To do -> Below is a listing. Quote from it, exactly, the lines from the one containing "point: boy's ear" down to the one containing "point: boy with curly hair", both ends included, and nothing else.

Task inputs ->

◆ ◆ ◆ ◆ ◆ ◆ ◆

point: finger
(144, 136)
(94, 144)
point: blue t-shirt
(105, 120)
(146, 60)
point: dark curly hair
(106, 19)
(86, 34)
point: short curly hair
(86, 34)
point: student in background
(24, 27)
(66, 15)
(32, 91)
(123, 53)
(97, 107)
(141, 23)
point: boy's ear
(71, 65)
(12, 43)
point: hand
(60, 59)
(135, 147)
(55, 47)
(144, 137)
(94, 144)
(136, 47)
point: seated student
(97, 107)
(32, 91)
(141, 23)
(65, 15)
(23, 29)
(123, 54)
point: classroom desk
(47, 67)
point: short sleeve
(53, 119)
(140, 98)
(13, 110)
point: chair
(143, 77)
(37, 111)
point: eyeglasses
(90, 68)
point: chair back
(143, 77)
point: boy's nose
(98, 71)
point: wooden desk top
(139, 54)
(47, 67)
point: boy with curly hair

◆ ◆ ◆ ◆ ◆ ◆ ◆

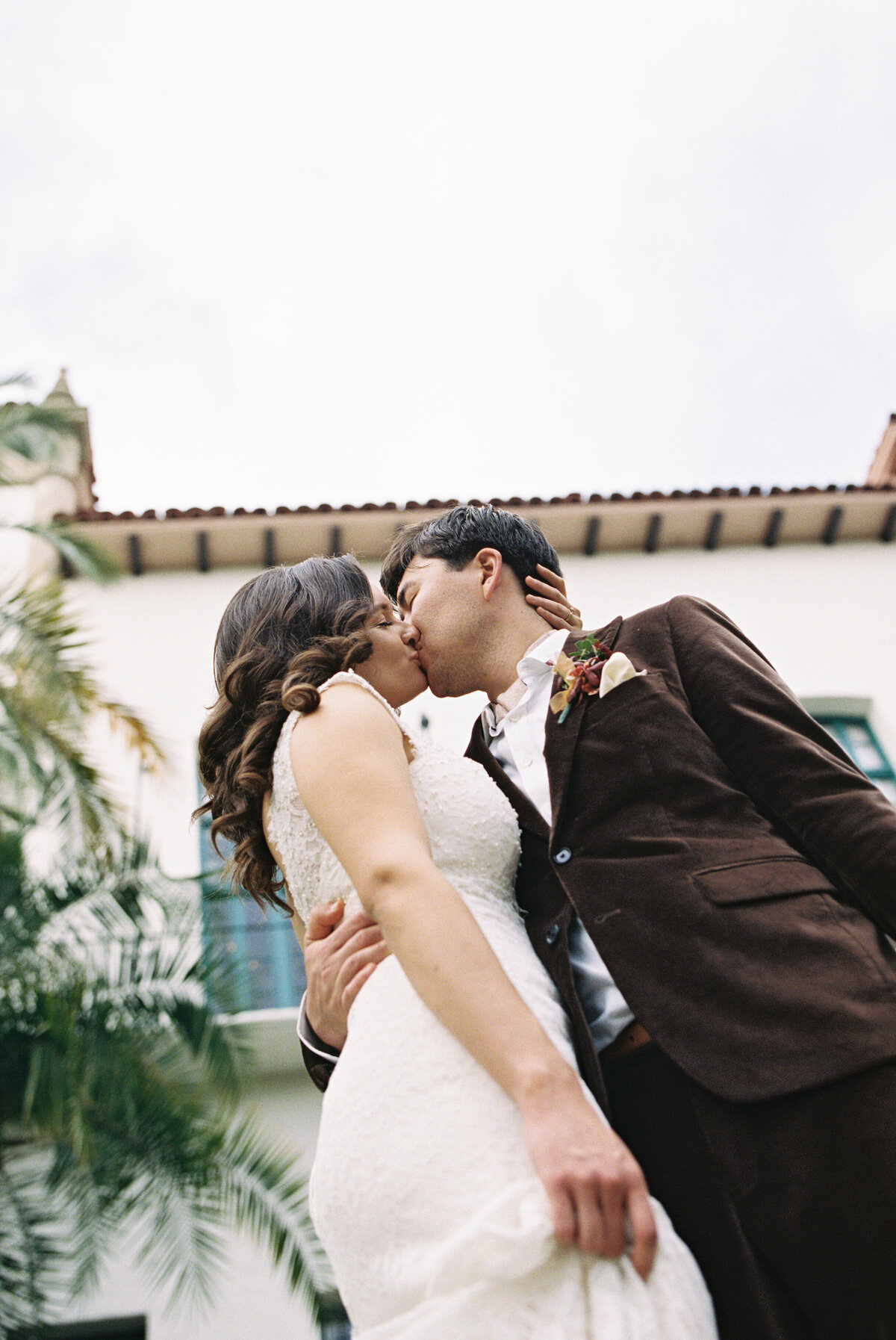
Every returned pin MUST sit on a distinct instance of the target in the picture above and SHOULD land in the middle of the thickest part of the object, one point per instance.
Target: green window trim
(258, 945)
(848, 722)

◆ ◆ ◆ ◆ ◆ ◆ ◆

Answer box ->
point: boy's ear
(71, 65)
(12, 43)
point: hand
(60, 59)
(135, 147)
(55, 47)
(144, 137)
(94, 144)
(136, 47)
point: seated student
(97, 107)
(32, 91)
(141, 23)
(65, 15)
(23, 29)
(123, 54)
point: classroom desk
(47, 67)
point: short sleeve
(53, 119)
(140, 98)
(13, 110)
point: chair
(143, 77)
(37, 111)
point: eyeglasses
(90, 68)
point: chair back
(143, 77)
point: boy's nose
(98, 71)
point: wooden desk top
(139, 54)
(47, 67)
point: boy with curly hair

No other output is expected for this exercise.